▸ **Exercise passage**
- Opening Delimiter -

The average effect is crucial because:

  • The additive genetic variance VA at a locus is proportional to 2pqα² (for the standard parameterization).
  • In polygenic models, the breeder’s equation R = h²S implicitly relies on the notion of average effects rather than raw genotypic values.

6. Additional Plot: Phenotypic Distributions under Different Gene Actions

To link this single-locus theory to phenotypic distributions, we can simulate a population, assume some environmental noise, and visualize the phenotype distributions under different gene-action models at a fixed allele frequency.

This illustrates how dominance patterns, even at a single locus, can affect the shape and mean of the phenotypic distribution.

set.seed(123)

n <- 10000
p <- 0.6
q <- 1 - p

# Function to simulate phenotypes for given a, d
simulate_phenotypes <- function(n, p, a, d, env_sd = 1) {
  # Genotype frequencies under Hardy-Weinberg
  geno <- sample(c("AA", "Aa", "aa"), size = n, replace = TRUE,
                 prob = c(p^2, 2*p*(1-p), (1-p)^2))
  
  # Genotypic values under the (a, d) scheme:
  G <- ifelse(geno == "AA",  a,
       ifelse(geno == "Aa",  d,
              -a))
  
  # Add environmental noise (normally distributed)
  P <- G + rnorm(n, mean = 0, sd = env_sd)
  data.frame(geno = geno, G = G, P = P)
}

# Define four models
models <- list(
  complete = list(a = 2, d = 2),
  partial  = list(a = 2, d = 1),
  additive = list(a = 2, d = 0),
  overdom  = list(a = 1, d = 2)
)

# Simulate for each model
sim_data <- lapply(names(models), function(m) {
  pars <- models[[m]]
  df <- simulate_phenotypes(n, p, a = pars$a, d = pars$d, env_sd = 1)
  df$model <- m
  df
})

sim_data <- do.call(rbind, sim_data)

- Closing Delimiter -

Stored data entries
- Opening Delimiter -

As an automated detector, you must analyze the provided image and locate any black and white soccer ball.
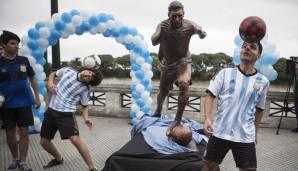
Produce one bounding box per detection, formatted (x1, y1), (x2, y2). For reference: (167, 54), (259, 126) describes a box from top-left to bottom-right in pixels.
(82, 55), (101, 69)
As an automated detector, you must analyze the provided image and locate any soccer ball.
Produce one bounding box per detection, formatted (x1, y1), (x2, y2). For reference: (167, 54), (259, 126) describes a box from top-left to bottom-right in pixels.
(82, 55), (101, 69)
(239, 16), (266, 43)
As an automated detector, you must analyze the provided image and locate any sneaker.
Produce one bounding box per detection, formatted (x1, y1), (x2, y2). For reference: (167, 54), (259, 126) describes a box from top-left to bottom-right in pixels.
(7, 159), (20, 170)
(292, 127), (298, 132)
(43, 158), (64, 169)
(19, 162), (33, 171)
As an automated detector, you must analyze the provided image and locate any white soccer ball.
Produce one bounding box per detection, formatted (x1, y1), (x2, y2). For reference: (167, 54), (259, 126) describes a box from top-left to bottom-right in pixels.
(82, 55), (101, 69)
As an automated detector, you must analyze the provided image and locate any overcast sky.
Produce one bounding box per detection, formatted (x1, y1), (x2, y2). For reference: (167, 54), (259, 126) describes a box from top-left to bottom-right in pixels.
(0, 0), (298, 60)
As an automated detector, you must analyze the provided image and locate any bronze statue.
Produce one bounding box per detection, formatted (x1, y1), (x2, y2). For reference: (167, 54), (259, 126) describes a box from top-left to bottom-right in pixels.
(151, 1), (206, 136)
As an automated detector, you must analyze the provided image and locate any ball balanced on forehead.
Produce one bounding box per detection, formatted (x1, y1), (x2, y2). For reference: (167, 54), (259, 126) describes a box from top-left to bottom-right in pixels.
(239, 16), (266, 43)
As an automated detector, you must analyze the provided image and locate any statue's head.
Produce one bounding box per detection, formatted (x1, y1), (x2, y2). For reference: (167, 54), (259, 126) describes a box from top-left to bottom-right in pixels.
(168, 1), (184, 29)
(171, 124), (192, 146)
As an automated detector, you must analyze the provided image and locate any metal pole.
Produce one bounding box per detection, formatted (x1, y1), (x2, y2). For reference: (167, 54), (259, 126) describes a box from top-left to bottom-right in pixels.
(51, 0), (60, 71)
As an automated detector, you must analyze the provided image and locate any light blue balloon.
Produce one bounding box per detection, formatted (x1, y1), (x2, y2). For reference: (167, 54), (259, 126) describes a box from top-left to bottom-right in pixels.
(88, 16), (99, 26)
(141, 105), (150, 113)
(129, 111), (136, 118)
(54, 20), (65, 31)
(35, 21), (46, 30)
(97, 13), (108, 23)
(28, 28), (39, 39)
(70, 9), (80, 16)
(131, 117), (139, 125)
(135, 70), (144, 80)
(27, 39), (38, 51)
(61, 12), (72, 23)
(234, 34), (244, 47)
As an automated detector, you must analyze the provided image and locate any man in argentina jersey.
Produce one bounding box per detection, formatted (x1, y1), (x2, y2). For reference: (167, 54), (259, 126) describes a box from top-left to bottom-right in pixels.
(0, 31), (40, 171)
(202, 42), (269, 171)
(40, 67), (102, 171)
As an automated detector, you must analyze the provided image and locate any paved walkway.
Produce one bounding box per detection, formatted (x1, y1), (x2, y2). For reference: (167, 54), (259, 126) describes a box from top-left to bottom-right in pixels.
(0, 117), (298, 171)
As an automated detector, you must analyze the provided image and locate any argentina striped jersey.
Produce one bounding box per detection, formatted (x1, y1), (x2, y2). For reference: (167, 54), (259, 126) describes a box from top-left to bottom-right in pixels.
(208, 66), (270, 143)
(49, 67), (90, 112)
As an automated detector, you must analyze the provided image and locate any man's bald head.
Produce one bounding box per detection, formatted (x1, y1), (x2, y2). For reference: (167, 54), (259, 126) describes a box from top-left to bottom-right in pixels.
(171, 124), (192, 146)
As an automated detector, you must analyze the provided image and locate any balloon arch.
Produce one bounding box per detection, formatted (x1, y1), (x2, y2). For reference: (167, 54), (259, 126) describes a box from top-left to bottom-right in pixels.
(20, 10), (153, 132)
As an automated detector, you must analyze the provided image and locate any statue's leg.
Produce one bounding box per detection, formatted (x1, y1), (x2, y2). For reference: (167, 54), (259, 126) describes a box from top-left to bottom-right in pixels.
(175, 63), (191, 121)
(153, 71), (175, 117)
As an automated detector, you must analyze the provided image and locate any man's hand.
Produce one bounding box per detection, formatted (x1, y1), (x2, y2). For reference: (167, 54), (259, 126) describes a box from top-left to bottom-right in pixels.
(199, 31), (207, 39)
(85, 119), (93, 129)
(48, 83), (57, 94)
(160, 20), (170, 31)
(166, 120), (180, 137)
(204, 119), (213, 137)
(35, 99), (41, 109)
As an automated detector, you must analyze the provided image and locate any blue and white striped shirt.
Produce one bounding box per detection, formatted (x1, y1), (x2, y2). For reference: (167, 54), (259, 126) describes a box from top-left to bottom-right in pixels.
(49, 67), (90, 112)
(208, 66), (270, 143)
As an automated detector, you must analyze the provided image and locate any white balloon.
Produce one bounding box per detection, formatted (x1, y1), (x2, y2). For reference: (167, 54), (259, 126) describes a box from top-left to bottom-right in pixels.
(141, 63), (152, 73)
(136, 84), (145, 93)
(141, 91), (150, 101)
(43, 20), (54, 29)
(21, 35), (29, 45)
(136, 56), (145, 66)
(38, 39), (49, 49)
(131, 103), (140, 112)
(89, 27), (97, 35)
(37, 72), (47, 81)
(71, 15), (83, 27)
(96, 23), (107, 33)
(65, 23), (76, 34)
(136, 111), (144, 119)
(38, 27), (51, 39)
(61, 31), (70, 39)
(52, 13), (61, 21)
(19, 46), (32, 56)
(33, 64), (43, 73)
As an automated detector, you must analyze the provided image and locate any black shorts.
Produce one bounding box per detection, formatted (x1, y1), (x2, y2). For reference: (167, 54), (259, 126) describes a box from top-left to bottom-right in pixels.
(1, 107), (34, 129)
(204, 136), (257, 169)
(40, 108), (79, 140)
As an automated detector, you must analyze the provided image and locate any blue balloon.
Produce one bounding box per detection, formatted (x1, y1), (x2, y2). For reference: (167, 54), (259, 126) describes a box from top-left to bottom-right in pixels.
(131, 91), (140, 99)
(61, 12), (72, 23)
(39, 87), (47, 96)
(35, 21), (46, 30)
(27, 39), (38, 50)
(97, 13), (108, 23)
(141, 78), (150, 87)
(129, 111), (136, 118)
(88, 16), (98, 26)
(261, 52), (277, 65)
(119, 26), (128, 35)
(54, 20), (65, 31)
(70, 9), (80, 16)
(32, 49), (43, 61)
(141, 105), (150, 113)
(102, 29), (111, 37)
(75, 27), (84, 35)
(28, 28), (39, 39)
(125, 43), (135, 50)
(136, 98), (145, 107)
(131, 64), (140, 71)
(135, 70), (144, 80)
(48, 37), (57, 46)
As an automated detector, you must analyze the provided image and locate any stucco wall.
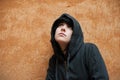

- Closing Delimiter -

▸ **Required tasks**
1. According to the gene-action passage, what is the additive genetic variance at a locus proportional to under the standard parameterization?
2. Pick up the gene-action passage after its last line and continue writing it.

▸ **Responses by task**
1. It is proportional to 2pqα².

2.
# Plot distributions of phenotypes for each model
par(mfrow = c(2, 2))
for (m in names(models)) {
  df <- subset(sim_data, model == m)
  hist(df$P, breaks = 40, freq = FALSE,
       main = paste("Phenotype distribution:", m),
       xlab = "Phenotype",
       col = "grey80", border = "white")
  lines(density(df$P), col = "black", lwd = 2)
}

par(mfrow = c(1, 1))

Interpretation

  • All four distributions are approximately normal due to environmental noise, but their means and subtle shapes differ depending on the gene action.
  • Overdominance tends to increase the central mass (more heterozygotes with extreme genotypic value), which shifts the distribution mean and sometimes alters its kurtosis.
  • In purely additive models, the genotype contributions are symmetric around 0, so all non-normality arises from environment and sampling.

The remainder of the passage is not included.